▶ **FRAGMENTO SELECCIONADO**
La pregunta acerca de cómo está la Humanidad, el mundo o nosotros las personas en general, nos acompaña en todo momento. Se renueva en cada época y por supuesto admite respuestas de distinta índole. ¿Quién podría decretar el fin de este interrogante sin incurrir en un acto arbitrario? ¿Sería posible arribar a una verdad consagrada que nos libere de la duda frente a esta pregunta existencial y permanente? Deliberar, reflexionar y argumentar acerca de cómo estamos y, en función de ello, de cómo creemos que podemos estar en el futuro forma parte de nuestro repertorio cotidiano. A nivel individual, de una familia, una organización, una comunidad o bien de la Humanidad en su conjunto. Nuestras respuestas, con el tiempo, adquieren mayor profundidad. Gracias al conocimiento aplicado desde múltiples disciplinas y perspectivas, podemos producir evidencias. Y ser menos subjetivos. Aspirar a gestionar nuestros sesgos. Y en niveles más evolucionados de conciencia y destrezas, identificar con claridad nuestros modelos mentales, que influyen de manera decisiva en cómo vemos las acontecimientos Pero nunca seremos máquinas objetivas. Siempre nos seguiremos preguntando cómo estamos y cómo podemos estar en el futuro. Y siempre tendremos respuestas diversas, parciales y limitadas.
No por ese carácter imperfecto, nuestras respuestas se tornan estériles. Suman y se complementan. Habilitan nuevos marcos de pensamiento. Impulsan a la acción y la mejora continua. Movilizan energías, despiertan debates productivos y son insumo vital para la dinámica democrática, la mejor que hemos inventado hasta ahora para gestionar asuntos colectivos y que nos permite, como ciudadanos, elegir a quienes nos gobiernan (con distintos grados de libertad según países, claro). Dentro de este crisol de posibilidades y perspectivas, la pregunta central que nos convoca con recurrencia a nivel global es: ¿Cuál es el estado del mundo? Y a partir de allí, las preguntas complementarias que se suceden: ¿Podemos estar mejor como especie o civilización? ¿Es verdad que todo tiempo pasado ha sido mejor y que estamos en franca decadencia? ¿Qué futuro nos espera como especie? ¿Hay evolución visible para esta versión tan lograda que hemos logrado como Homo Sapiens?

Una serie de entradas:
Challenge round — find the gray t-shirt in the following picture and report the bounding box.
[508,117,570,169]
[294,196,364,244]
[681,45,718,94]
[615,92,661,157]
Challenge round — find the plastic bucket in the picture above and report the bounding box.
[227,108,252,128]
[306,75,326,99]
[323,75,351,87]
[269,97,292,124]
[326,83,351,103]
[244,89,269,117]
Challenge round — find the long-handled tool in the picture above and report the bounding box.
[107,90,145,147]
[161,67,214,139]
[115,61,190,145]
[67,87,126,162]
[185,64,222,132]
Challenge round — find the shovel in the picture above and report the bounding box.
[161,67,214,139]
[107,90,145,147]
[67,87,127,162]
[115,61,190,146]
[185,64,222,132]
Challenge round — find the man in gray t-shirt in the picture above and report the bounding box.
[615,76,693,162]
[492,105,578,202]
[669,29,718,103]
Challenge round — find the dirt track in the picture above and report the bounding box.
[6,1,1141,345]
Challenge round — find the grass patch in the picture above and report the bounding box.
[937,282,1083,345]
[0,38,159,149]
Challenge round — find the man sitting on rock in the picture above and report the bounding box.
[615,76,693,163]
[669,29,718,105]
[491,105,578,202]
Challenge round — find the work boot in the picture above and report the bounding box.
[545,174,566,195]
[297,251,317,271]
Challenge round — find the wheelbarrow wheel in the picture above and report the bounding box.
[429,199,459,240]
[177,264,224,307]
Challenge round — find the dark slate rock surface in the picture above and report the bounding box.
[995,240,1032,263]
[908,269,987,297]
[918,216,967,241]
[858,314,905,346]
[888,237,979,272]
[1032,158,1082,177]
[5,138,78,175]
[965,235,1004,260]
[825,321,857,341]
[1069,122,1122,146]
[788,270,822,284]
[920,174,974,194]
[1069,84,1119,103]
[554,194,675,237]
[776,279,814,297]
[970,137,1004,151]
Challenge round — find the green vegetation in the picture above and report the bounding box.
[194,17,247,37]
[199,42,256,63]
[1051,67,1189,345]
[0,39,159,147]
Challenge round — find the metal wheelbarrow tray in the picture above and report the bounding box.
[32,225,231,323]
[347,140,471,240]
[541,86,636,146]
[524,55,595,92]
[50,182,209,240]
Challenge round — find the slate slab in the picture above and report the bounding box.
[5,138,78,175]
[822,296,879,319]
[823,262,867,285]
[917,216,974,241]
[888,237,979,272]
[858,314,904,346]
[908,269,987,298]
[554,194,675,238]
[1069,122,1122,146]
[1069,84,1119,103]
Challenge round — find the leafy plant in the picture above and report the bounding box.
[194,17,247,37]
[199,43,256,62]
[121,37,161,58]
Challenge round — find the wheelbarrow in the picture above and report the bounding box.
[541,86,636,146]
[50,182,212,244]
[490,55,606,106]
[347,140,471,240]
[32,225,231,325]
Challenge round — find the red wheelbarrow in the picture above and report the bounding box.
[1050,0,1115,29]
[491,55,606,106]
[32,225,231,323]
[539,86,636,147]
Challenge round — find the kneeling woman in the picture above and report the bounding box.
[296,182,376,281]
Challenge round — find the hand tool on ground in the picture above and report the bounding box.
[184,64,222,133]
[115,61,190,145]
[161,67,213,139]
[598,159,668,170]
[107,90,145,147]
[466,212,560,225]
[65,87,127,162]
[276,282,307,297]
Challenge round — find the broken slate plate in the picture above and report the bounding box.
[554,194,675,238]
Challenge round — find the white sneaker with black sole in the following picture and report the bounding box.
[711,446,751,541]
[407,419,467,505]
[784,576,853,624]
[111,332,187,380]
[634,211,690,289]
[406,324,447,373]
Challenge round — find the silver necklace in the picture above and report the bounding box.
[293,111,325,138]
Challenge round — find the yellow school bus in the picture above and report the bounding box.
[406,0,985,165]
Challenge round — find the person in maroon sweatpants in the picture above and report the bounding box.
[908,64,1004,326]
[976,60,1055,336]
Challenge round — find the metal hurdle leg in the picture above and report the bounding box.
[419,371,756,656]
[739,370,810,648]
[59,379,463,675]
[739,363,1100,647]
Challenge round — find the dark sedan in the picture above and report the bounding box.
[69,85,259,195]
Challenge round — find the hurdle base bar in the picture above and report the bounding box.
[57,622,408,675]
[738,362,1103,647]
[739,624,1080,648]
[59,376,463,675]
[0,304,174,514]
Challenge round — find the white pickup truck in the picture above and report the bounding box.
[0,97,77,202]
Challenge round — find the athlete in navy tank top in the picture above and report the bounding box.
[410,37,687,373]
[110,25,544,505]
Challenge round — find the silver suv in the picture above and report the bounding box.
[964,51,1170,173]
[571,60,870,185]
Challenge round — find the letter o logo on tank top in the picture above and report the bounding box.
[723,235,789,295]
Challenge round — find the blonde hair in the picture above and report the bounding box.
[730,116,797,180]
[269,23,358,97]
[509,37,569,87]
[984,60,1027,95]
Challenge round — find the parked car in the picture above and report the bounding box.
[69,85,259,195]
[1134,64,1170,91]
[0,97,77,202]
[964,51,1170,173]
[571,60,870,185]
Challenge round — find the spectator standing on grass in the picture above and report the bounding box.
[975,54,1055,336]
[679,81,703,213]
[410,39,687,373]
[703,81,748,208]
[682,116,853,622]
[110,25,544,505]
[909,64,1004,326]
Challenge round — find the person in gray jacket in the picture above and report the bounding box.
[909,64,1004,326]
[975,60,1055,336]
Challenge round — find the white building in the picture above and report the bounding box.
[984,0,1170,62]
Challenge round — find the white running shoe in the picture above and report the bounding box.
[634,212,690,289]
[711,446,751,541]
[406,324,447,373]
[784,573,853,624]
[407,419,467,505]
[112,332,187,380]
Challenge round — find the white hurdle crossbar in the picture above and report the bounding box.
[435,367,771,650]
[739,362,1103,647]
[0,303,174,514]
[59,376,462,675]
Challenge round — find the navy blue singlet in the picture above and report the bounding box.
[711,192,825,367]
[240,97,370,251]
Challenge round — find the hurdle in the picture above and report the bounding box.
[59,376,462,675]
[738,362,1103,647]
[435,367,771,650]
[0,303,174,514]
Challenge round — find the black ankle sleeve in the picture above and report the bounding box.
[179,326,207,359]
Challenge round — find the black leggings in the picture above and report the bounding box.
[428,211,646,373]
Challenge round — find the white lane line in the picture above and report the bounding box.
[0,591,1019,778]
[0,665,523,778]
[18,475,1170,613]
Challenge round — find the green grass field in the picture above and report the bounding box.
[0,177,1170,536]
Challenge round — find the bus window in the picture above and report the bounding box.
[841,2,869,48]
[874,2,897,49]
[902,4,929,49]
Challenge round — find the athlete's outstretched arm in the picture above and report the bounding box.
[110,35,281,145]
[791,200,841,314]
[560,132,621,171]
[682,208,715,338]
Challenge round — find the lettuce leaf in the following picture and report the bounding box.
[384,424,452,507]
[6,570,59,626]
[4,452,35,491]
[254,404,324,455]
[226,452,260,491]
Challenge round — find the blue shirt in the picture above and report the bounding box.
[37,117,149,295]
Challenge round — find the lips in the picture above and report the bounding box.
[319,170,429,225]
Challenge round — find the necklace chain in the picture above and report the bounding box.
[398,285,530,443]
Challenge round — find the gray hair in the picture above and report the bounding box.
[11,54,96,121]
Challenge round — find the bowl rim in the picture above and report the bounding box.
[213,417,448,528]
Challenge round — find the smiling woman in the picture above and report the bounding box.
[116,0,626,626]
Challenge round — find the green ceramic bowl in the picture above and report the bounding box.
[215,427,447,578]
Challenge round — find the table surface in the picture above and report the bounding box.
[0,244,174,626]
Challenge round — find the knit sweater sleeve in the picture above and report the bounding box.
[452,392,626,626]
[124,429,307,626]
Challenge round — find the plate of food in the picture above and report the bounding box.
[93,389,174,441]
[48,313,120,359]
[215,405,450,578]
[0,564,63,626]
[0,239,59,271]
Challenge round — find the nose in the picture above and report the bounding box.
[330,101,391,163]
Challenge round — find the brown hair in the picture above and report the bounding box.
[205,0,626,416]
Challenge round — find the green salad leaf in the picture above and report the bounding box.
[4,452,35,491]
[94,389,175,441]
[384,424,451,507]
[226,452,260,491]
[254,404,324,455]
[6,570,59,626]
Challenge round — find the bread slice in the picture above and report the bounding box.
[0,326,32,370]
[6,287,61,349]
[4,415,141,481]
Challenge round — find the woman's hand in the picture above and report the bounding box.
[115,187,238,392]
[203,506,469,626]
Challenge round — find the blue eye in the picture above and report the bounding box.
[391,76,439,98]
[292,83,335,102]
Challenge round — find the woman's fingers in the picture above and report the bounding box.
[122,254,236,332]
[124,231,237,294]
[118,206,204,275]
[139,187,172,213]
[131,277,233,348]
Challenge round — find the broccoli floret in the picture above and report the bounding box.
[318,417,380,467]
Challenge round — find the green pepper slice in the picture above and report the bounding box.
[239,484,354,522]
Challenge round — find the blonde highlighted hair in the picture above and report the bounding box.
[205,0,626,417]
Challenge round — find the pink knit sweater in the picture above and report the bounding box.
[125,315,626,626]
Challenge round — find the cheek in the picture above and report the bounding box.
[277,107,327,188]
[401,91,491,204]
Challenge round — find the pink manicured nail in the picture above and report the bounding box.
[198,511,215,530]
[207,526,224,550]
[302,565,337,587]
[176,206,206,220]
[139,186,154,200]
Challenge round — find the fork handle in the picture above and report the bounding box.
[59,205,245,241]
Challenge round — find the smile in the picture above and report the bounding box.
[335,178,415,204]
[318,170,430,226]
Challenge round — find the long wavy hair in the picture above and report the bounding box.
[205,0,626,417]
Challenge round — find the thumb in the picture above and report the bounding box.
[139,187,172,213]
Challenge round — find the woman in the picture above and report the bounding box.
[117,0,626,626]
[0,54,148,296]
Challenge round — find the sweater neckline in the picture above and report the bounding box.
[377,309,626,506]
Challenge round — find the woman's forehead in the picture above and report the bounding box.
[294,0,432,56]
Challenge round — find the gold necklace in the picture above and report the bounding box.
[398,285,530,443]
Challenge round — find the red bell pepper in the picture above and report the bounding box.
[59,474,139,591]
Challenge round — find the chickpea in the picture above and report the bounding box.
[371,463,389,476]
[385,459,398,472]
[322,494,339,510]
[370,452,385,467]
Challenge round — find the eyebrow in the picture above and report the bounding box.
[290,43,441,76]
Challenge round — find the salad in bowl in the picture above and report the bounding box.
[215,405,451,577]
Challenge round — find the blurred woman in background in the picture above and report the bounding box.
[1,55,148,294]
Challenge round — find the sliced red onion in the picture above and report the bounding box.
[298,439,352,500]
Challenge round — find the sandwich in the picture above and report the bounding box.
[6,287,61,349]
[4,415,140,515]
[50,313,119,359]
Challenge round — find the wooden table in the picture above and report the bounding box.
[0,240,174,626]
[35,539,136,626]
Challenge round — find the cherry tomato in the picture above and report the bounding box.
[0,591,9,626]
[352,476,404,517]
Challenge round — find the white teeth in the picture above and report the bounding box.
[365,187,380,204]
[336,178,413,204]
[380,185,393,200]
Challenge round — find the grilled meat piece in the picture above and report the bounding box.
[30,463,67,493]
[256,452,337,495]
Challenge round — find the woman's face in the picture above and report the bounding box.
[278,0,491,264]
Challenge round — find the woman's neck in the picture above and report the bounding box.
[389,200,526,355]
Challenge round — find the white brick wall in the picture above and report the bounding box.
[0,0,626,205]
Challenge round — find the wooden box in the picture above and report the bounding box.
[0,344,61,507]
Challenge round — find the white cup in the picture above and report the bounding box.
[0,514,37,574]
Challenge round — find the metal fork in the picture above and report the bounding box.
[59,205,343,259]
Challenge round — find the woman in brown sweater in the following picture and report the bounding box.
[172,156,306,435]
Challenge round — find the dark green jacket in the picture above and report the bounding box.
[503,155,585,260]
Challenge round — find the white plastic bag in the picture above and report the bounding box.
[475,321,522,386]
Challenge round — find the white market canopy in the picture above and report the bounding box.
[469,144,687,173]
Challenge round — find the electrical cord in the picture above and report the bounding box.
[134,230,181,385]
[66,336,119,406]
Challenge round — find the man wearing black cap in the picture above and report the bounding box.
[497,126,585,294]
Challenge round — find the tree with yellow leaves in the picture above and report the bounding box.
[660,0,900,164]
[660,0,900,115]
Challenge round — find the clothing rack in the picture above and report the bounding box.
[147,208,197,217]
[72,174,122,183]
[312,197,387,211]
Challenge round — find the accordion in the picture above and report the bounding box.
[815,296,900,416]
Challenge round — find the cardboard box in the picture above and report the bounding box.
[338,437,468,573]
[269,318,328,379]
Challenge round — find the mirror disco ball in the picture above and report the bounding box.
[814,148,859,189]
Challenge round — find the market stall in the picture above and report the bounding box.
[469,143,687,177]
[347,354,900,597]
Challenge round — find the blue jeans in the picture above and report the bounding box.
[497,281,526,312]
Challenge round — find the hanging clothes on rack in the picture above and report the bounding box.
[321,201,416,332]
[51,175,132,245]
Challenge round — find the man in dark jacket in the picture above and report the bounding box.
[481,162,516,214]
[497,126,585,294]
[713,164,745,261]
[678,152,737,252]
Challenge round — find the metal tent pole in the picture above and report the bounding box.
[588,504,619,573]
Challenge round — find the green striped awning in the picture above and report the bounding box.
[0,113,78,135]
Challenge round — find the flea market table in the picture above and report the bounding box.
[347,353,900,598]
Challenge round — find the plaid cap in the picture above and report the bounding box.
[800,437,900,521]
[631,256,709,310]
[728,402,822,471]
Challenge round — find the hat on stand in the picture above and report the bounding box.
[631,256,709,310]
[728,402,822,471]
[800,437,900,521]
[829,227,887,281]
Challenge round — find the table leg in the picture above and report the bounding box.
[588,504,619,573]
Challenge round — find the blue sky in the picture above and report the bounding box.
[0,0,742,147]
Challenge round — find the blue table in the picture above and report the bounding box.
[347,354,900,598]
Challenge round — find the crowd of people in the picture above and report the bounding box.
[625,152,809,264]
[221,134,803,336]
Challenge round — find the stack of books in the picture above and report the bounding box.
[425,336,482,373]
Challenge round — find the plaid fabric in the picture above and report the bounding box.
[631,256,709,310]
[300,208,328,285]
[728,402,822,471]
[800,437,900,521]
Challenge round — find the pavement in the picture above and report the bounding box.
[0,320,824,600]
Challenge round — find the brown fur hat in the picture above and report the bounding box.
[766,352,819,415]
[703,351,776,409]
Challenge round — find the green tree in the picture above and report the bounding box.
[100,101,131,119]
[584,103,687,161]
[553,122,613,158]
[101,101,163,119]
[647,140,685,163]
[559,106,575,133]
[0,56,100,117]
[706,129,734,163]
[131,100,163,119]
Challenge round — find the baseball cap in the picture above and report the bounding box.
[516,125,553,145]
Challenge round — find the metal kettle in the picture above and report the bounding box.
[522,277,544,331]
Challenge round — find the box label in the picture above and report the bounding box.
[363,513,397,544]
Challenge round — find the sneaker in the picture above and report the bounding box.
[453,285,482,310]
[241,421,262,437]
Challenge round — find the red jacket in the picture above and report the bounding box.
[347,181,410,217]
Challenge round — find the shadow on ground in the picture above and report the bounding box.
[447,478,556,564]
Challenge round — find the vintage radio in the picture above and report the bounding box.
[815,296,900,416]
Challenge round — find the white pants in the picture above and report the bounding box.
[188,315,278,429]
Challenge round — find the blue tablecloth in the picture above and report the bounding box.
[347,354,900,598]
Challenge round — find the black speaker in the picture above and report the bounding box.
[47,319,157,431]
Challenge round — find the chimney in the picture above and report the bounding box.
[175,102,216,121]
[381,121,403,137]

▶ **EJERCICIOS A RESOLVER**
A. Devuelve sin cambios las líneas de las entradas desde la que contiene "Challenge round — find the green tree" hasta la que contiene "[522,277,544,331]", ambas incluidas.
B. Retoma la reflexión sobre el estado del mundo y continúala a partir de su última oración.

▶ **RESPUESTAS DEL EJERCICIO**
A.
Challenge round — find the green tree in the picture above and report the bounding box.
[100,101,131,119]
[584,103,687,161]
[553,122,613,158]
[101,101,163,119]
[647,140,685,163]
[559,106,575,133]
[0,56,100,117]
[706,129,734,163]
[131,100,163,119]
Challenge round — find the baseball cap in the picture above and report the bounding box.
[516,125,553,145]
Challenge round — find the metal kettle in the picture above and report the bounding box.
[522,277,544,331]

B.
Narrativas más amigas del optimismo pugnan con aquellas mayoritarias más afines al pesimismo en el intento de responder a estas preguntas de forma fundada. En medio de tal batalla conceptual, nuestra mejor opción es responder con más preguntas que habiliten nuevas miradas y perspectivas: ¿Cuánto peor podríamos estar en esta enorme y desordenada constelación de intereses, culturas y voluntades que es la civilización humana?, ¿Cuántas catástrofes no logran consumarse, a pesar de repetidos anuncios, gracias a la inagotable elaboración de soluciones que se logran aplicar a pesar de nuestros fallos recurrentes? ¿Cómo es posible que siendo el mundo una caldera de confrontaciones regada por un recetario de imposibilidades, tantas actividades y procesos funcionen y sigamos en carrera hacia el futuro con esa hoja de ruta colectiva que son los Objetivos de Desarrollo Sostenible 2030? ¿Cuánto peor podríamos estar en esta aventura evolutiva de vivir juntos si muchas premisas e instituciones que nos vamos dando para ello no funcionaran, no resistieran los embates de las fuerzas de la destrucción o no fueran tan resilientes frente al laberinto que supone la condición humana?
El panorama siempre es complejo. Si tomamos en cuenta la mayoría de los estudios globales que dan cuenta de la creciente insatisfacción y malestar que las personas experimentan en nuestro tiempo, más allá del nivel de desarrollo económico y tecnológico de las regiones donde habitan, es fácil advertir que algo no funciona en el orden social que la civilización fue logrando. Las preguntas propuestas en el párrafo anterior, orientadas a reflexionar sobre todo aquello que podría ser mucho peor, pueden quedar en un segundo plano frente a la evidencia de un sentir popular tan impregnado de cansancio, incomodidad y crisis de sentido, situaciones reflejadas habitualmente en las obras del filósofo surcoreano Byung-Chul Han y en el reciente “Cómo Salir del Pozo”, del periodista y analista global Andrés Oppenheimer.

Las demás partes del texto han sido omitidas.